## Extracted text

┄┄┄┄┄┄┄┄┄┄┄┄┄┄┄┄┄┄┄┄

Unfortunately, the mainstay of treatment for VMS includes systemic estrogen-based therapies. As this is contraindicated in breast cancer, other therapies should be explored. Selective serotonin reuptake inhibitors (SSRI) and serotonin norepinephrine reuptake inhibitors (SNRI) (such as venlafaxine), gabapentin, clonidine, and oxybutynin are commonly used non-hormonal options [83] for breast cancer survivors and can be trialed through shared-decision making and discussion of side effects. As of 2023, fezolinetant (Veozah) is a neurokinin 3 receptor antagonist approved by the U.S. Food and Drug Administration for the treatment of moderate to severe hot flashes [84]. However, side effects include elevations in liver transaminases, for which it is contraindicated in patients with cirrhosis, severe renal impairment, and concurrent use of CYP1A2 inhibitors [85]. Acupuncture and black cohosh represent alternative therapies with little data showing efficacy and with some data demonstrating interactions between black cohosh and tamoxifen that may decrease medication efficacy [86]. Globally, there is a dearth of data regarding racial differences in the treatment of vasomotor symptoms among breast cancer survivors. This is an area in which more research is required to better determine efficacy.
Genitourinary Syndrome of Menopause (GSM)
GSM can encompass a variety of symptoms related to decreased estrogen levels, including vaginal dryness, burning, itching, dysuria, frequent urinary tract infections, and dyspareunia. This is thought to be due to vaginal atrophy, which causes decreased elasticity and lubrication of vaginal mucosa leading to painful or bothersome genitourinary symptoms [87].
Over-the-counter vaginal lubricants and moisturizers can help with vaginal dryness (such as coconut oil, vitamin E, water-, silicone-, or polycarbophil-based products, and hyaluronic acid). Topical lidocaine can also address dyspareunia specific to penetration [88]. However, vaginal atrophy is best treated with vaginal estrogen. Based on ACOG Clinical Consensus, if patients have failed non-hormonal therapy, low-dose vaginal estrogen can be used in breast cancer survivors [89]. While data do not suggest a significantly increased risk of breast cancer with vaginal estrogen due to smaller theoretical systemic absorption than oral estrogen, patients should still be made aware of theoretical breast cancer risks with any hormonal therapy and shared decision-making should be employed [90, 91]. Furthermore, concurrent use of vaginal estrogen in the setting of aromatase inhibitors is generally avoided due to data suggesting potential increased recurrence risk [92]. In all cases, gynecologic providers should communicate with the patient’s oncology team if conservative measures have failed and if vaginal estrogen is indicated.

┄┄┄┄┄┄┄┄┄┄┄┄┄┄┄┄┄┄┄┄

## Collected data entries
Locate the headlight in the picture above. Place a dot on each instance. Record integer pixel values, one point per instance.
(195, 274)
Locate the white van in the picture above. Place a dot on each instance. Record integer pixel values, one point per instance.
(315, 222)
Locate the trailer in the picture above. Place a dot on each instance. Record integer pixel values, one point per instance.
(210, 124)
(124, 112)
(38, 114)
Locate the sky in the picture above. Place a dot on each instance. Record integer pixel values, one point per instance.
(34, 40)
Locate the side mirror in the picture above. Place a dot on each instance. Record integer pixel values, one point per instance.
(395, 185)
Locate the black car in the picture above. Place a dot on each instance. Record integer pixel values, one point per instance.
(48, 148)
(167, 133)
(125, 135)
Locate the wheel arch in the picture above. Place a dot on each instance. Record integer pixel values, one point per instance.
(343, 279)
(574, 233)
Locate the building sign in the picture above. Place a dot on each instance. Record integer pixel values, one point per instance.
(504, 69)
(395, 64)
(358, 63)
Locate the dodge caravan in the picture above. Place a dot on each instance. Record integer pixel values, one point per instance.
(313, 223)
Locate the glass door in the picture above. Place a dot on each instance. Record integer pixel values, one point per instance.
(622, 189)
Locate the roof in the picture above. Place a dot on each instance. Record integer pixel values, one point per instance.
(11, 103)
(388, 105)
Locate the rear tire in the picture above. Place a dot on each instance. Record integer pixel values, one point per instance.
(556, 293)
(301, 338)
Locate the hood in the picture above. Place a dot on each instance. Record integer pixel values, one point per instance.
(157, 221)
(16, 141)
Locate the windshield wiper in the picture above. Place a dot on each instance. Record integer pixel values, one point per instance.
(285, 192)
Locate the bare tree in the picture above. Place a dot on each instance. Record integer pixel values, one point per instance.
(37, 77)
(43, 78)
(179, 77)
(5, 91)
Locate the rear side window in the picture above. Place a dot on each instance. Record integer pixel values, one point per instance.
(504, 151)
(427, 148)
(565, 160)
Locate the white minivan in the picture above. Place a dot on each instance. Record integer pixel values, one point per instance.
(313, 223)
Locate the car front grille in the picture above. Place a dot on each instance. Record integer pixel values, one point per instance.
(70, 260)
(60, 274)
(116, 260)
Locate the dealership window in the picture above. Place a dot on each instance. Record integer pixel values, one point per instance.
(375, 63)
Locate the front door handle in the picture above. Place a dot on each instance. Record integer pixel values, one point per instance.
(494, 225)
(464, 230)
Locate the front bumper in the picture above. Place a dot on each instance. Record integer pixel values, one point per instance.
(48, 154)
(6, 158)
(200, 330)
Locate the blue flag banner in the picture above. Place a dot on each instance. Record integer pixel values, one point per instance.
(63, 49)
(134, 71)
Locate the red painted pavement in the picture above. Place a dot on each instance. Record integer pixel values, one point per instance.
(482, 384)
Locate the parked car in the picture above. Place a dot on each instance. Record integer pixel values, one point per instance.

┄┄┄┄┄┄┄┄┄┄┄┄┄┄┄┄┄┄┄┄

## Aim of the exercise
Could you transcribe the passage on menopause symptoms after breast cancer word for word, beginning at the words containing "GSM can encompass" and stopping after "genitourinary symptoms [87]."?

## Task output
GSM can encompass a variety of symptoms related to decreased estrogen levels, including vaginal dryness, burning, itching, dysuria, frequent urinary tract infections, and dyspareunia. This is thought to be due to vaginal atrophy, which causes decreased elasticity and lubrication of vaginal mucosa leading to painful or bothersome genitourinary symptoms [87].